Collection entries:
<<<<

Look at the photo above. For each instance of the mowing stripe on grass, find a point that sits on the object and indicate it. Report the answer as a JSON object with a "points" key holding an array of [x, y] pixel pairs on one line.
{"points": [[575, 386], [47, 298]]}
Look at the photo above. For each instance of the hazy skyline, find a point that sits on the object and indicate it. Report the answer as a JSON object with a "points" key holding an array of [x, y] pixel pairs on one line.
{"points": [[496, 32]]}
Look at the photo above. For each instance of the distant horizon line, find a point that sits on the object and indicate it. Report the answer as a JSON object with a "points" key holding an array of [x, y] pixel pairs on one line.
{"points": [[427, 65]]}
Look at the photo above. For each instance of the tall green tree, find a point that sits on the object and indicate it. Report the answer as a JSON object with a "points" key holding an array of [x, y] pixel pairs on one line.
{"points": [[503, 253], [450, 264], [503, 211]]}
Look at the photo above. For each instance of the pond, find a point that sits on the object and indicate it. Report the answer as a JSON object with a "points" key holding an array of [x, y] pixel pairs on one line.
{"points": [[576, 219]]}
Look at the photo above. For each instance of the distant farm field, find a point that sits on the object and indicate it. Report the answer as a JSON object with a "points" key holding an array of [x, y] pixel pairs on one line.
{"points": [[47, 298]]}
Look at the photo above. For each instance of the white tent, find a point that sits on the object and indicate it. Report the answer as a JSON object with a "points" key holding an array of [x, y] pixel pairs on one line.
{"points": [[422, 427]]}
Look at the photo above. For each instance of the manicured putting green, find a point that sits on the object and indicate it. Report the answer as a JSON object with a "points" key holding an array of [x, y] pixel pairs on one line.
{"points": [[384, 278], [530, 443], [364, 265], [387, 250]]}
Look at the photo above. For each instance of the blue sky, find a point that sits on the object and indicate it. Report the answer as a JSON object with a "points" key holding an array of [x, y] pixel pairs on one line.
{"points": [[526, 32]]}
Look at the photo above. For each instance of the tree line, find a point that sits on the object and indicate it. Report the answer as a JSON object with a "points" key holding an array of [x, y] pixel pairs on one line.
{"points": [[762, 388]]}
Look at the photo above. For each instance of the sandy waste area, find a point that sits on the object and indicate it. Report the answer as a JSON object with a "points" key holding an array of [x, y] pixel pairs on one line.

>>>>

= Task objective =
Write out the lines above without any changes.

= The answer =
Look at the photo above. For each instance of the mowing stripe on grass, find a point that sits on the object and indicate it. Report the answer as a JSON object with a "points" key holding an array of [x, y] pixel pairs on one line.
{"points": [[575, 386], [47, 298]]}
Look at the photo above. For each instance of the hazy skyline, find a point that sits on the object and indicate it. Report the answer as a JSON object with a "points" key holding an array of [x, y] pixel pairs on one line.
{"points": [[496, 32]]}
Look at the photo above. For each instance of the distant horizon line, find a point that sits on the object and indicate it. Report the answer as a JSON object with a "points" key holding an array of [x, y] pixel pairs on one line.
{"points": [[427, 65]]}
Look at the photo above. For each instance of the tall green tree, find a point that sits on the object and indicate it. Report the answer as a JSON object with a "points" key holding an array of [x, y] pixel pairs on one line.
{"points": [[503, 253], [450, 264], [503, 211]]}
Look at the photo above. For each instance of the pond, find a point that sits on the object and indicate it. Report the answer as a JSON object with a "points" key holding an array of [x, y] pixel pairs on one line.
{"points": [[576, 219]]}
Look at the photo above. For each instance of the distant farm field, find a point that sits on the object and indicate it. Report the answer as a JSON object with a "points" key holding an array of [x, y] pixel pairs on one line.
{"points": [[47, 298]]}
Look at the photo above. For each instance of the white tent, find a point that sits on the object and indicate it. Report the answer as a JSON object with a "points" key holding an array of [x, y] pixel pairs on one line.
{"points": [[422, 427]]}
Look at the photo above. For each instance of the manicured putting green, find a point that sits on the object and indicate it. Report the answer as a JSON object with a "points" key holding an array of [x, y] pixel pairs on one line.
{"points": [[384, 278], [530, 443], [364, 265], [387, 250]]}
Look at the photo above. For each instance of the blue sky, find a point that sits on the object and indicate it. Report the answer as a JSON object with a "points" key holding an array of [x, y] pixel pairs on one line.
{"points": [[526, 32]]}
Look at the photo above. For each instance of the tree line, find a point that sits on the object and indicate it. Report the answer as a JSON object with a "points" key holding an array of [x, y] pixel pairs on one line.
{"points": [[762, 388]]}
Look at the photo above. For each instance of the sandy waste area, find a point that sits on the object and indicate it. Report the answer as a JSON object with a "points" key holding an array of [x, y] pixel pairs on one line.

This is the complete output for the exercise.